§ **TASK SET**:
1/ List every person named in the text on the trade agreement.
2/ Write out the text on the trade agreement from "Sens. Marco Rubio" up to and including "the president’s party.".

Sens. Marco Rubio (R-Fla.) and Ted Cruz (R-Texas), for instance, have spoken positively about the need for such free trade agreements. Rubio voted for the fast-track authority, though Cruz voted against the bill over a dust-up concerning the Export-Import Bank.

Donald Trump, meanwhile, has called TPP “an attack on America’s business.”

2. Obama may not have the support of some key Democrats. It is not uncommon for lawmakers to be cautious in their early assessments of a trade agreement and some key Democrats have been hesitant to back Obama. 

Trade has traditionally been a divisive issue for Democrats who pride themselves on protecting American workers, supporting unions and working for higher wages. But this deal was particularly difficult for some in the president’s party.

“I have said throughout the negotiations that I will oppose any trade agreement that does not protect American workers and human rights, create jobs, and help hard-working families in my district,” said Rep. Linda Sanchez (D-Calif.), a member of the powerful Ways and Means Committee that has jurisdiction over trade. “During the negotiations there was little evidence that this was going to be a good deal for the majority of American workers.”

§ **SUPPLIED RECORDS**:
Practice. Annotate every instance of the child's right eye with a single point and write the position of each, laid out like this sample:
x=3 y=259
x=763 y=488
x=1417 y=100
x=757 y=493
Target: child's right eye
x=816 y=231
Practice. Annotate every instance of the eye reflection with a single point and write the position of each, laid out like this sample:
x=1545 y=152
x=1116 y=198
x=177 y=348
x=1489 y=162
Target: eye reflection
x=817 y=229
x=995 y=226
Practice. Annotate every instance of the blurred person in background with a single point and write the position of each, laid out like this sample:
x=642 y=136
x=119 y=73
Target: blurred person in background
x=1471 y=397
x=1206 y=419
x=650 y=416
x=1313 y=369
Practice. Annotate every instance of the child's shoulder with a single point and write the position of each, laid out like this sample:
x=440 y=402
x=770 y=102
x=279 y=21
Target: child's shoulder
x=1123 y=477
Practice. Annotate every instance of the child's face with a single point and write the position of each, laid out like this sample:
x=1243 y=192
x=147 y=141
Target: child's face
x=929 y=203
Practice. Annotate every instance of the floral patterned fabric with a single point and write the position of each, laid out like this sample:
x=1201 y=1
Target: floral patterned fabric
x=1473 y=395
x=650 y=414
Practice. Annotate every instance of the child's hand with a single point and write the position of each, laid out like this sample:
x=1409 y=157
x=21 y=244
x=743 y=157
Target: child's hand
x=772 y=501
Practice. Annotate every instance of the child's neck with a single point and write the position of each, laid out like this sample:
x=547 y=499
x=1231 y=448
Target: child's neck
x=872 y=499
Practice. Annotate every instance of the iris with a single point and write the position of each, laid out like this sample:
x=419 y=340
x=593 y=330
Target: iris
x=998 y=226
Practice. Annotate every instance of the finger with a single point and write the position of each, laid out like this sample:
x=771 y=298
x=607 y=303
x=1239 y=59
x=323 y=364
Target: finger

§ **TASK-BY-TASK ANSWERS**:
1/
Marco Rubio
Ted Cruz
Donald Trump
Obama
Linda Sanchez

2/
Sens. Marco Rubio (R-Fla.) and Ted Cruz (R-Texas), for instance, have spoken positively about the need for such free trade agreements. Rubio voted for the fast-track authority, though Cruz voted against the bill over a dust-up concerning the Export-Import Bank.

Donald Trump, meanwhile, has called TPP “an attack on America’s business.”

2. Obama may not have the support of some key Democrats. It is not uncommon for lawmakers to be cautious in their early assessments of a trade agreement and some key Democrats have been hesitant to back Obama. 

Trade has traditionally been a divisive issue for Democrats who pride themselves on protecting American workers, supporting unions and working for higher wages. But this deal was particularly difficult for some in the president’s party.